Supplied information ::

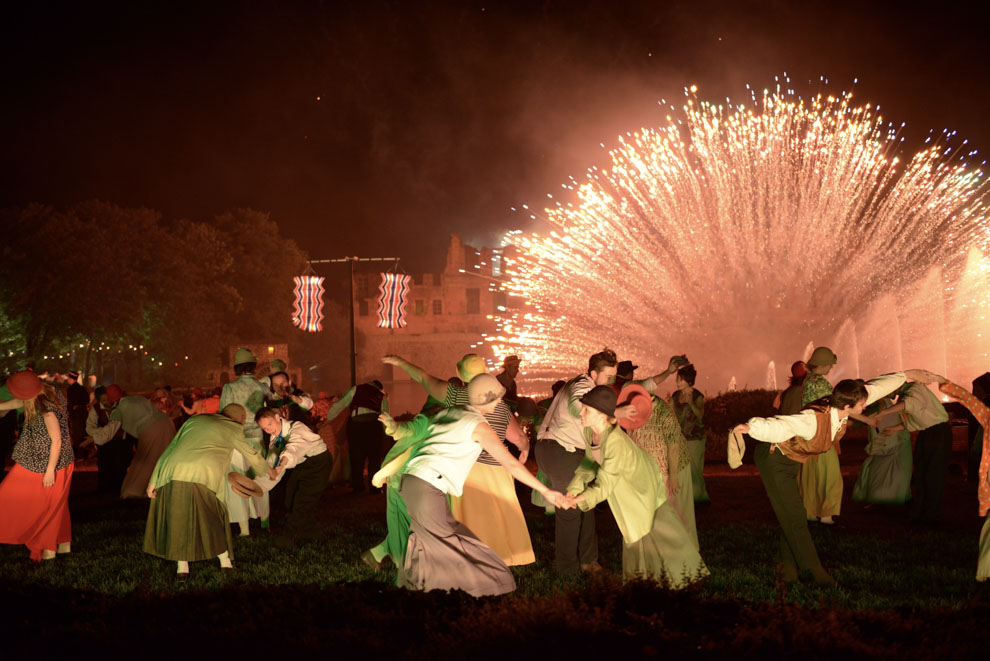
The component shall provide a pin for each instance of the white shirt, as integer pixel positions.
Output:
(781, 428)
(451, 451)
(300, 442)
(923, 408)
(562, 424)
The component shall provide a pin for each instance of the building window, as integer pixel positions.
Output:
(499, 302)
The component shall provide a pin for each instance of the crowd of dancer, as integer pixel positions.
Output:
(453, 517)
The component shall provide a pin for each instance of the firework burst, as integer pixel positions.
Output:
(739, 233)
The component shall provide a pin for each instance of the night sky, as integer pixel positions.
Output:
(377, 128)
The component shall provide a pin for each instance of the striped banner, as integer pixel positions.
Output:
(307, 311)
(392, 300)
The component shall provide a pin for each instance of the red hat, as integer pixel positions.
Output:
(635, 394)
(114, 393)
(24, 385)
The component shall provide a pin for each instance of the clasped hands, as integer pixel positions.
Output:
(564, 501)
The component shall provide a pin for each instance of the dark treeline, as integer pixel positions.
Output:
(93, 281)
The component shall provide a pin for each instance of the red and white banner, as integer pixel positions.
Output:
(392, 300)
(308, 306)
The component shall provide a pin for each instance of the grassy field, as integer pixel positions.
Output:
(904, 592)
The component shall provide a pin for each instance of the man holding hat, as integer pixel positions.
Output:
(923, 413)
(187, 519)
(820, 478)
(560, 450)
(625, 372)
(790, 440)
(153, 430)
(249, 393)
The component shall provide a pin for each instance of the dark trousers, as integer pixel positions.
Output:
(575, 542)
(365, 438)
(304, 486)
(112, 460)
(932, 451)
(779, 475)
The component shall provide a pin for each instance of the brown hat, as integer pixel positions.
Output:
(601, 398)
(244, 486)
(24, 385)
(822, 356)
(484, 389)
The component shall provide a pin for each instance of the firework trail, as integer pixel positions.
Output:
(738, 233)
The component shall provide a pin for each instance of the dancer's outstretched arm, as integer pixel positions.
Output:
(436, 388)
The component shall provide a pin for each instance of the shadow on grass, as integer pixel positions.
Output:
(371, 620)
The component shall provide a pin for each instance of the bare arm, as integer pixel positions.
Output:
(55, 433)
(486, 437)
(515, 435)
(436, 388)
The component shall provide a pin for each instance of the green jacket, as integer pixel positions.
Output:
(200, 453)
(628, 477)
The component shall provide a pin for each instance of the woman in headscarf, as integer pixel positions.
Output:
(34, 496)
(656, 545)
(439, 551)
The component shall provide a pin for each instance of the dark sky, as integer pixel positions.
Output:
(431, 118)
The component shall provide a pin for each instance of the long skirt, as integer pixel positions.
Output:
(683, 502)
(820, 482)
(442, 553)
(983, 562)
(239, 509)
(33, 515)
(697, 449)
(886, 478)
(186, 521)
(666, 554)
(151, 443)
(490, 508)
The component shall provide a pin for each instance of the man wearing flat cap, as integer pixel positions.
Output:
(507, 377)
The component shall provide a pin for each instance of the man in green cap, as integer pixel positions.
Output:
(820, 479)
(249, 393)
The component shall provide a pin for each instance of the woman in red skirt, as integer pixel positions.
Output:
(34, 496)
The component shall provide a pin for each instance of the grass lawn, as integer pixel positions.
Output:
(904, 592)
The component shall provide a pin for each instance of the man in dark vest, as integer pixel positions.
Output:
(114, 448)
(788, 442)
(77, 405)
(365, 434)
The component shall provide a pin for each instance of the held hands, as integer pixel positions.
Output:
(389, 423)
(923, 376)
(627, 411)
(559, 500)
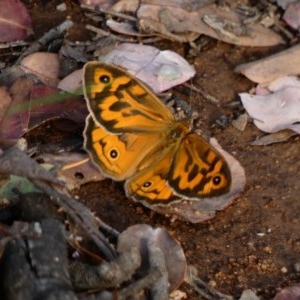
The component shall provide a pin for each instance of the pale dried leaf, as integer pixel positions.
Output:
(161, 70)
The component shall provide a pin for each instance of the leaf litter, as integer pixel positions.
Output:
(154, 19)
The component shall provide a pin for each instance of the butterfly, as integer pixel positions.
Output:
(132, 136)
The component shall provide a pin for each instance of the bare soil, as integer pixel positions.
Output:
(253, 244)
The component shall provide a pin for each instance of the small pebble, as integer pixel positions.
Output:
(61, 7)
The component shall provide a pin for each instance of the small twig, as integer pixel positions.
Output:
(139, 285)
(13, 44)
(208, 97)
(109, 12)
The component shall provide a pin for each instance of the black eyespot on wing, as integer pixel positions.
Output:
(147, 184)
(217, 180)
(113, 153)
(104, 79)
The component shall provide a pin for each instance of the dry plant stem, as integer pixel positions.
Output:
(107, 274)
(46, 38)
(14, 161)
(13, 44)
(80, 215)
(108, 229)
(109, 12)
(100, 33)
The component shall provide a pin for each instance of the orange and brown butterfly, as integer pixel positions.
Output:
(132, 136)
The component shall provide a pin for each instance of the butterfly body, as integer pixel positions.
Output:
(131, 135)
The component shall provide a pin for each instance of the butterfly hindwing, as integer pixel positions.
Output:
(198, 170)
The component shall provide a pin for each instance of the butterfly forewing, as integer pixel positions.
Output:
(198, 170)
(118, 156)
(131, 135)
(121, 103)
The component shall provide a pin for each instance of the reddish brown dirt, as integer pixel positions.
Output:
(253, 244)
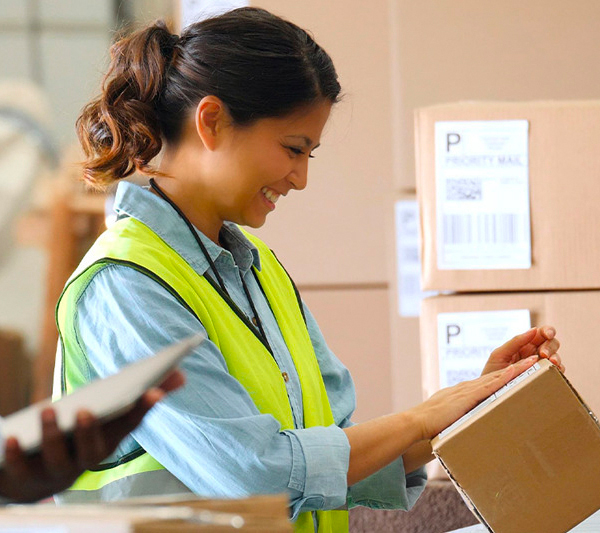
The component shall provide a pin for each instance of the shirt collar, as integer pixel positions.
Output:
(139, 203)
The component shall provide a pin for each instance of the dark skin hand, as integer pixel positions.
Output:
(30, 478)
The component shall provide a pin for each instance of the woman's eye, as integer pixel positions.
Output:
(298, 151)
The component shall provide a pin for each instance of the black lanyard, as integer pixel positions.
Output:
(255, 321)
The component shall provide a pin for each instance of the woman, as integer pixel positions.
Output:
(236, 106)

Task objective ::
The expected answer is an exact copy of the lines above, beginning at the line with "trail, as integer pixel positions." and ending at the line with "long skirt, as integer pixel positions.", with both ends in.

Task solution ::
The component shall provide a pin for each instance of the firework trail, as integer pixel positions.
Output:
(738, 233)
The component shall provide a pin for each instance of the dancer's outstretched arm, as integer pixel positions.
Output:
(436, 388)
The component shall provide a pin for each instance of the shadow on grass, as integer pixel positions.
Output:
(371, 620)
The component shall provide a pin for each instance of the bare arm, as integer pixel positions.
Output:
(55, 433)
(486, 437)
(515, 435)
(436, 388)
The component shall provide a pin for each instance of the green jacket, as integer pixel positions.
Output:
(200, 453)
(628, 477)
The component shall provide a pin for each instance of the woman in headscarf, as integer pixel positions.
Output:
(34, 496)
(656, 545)
(439, 551)
The component shall provide a pin for each instance of the dark sky, as integer pixel positions.
Output:
(431, 118)
The component shall provide a pin for each instance of the long skirt, as integer pixel positions.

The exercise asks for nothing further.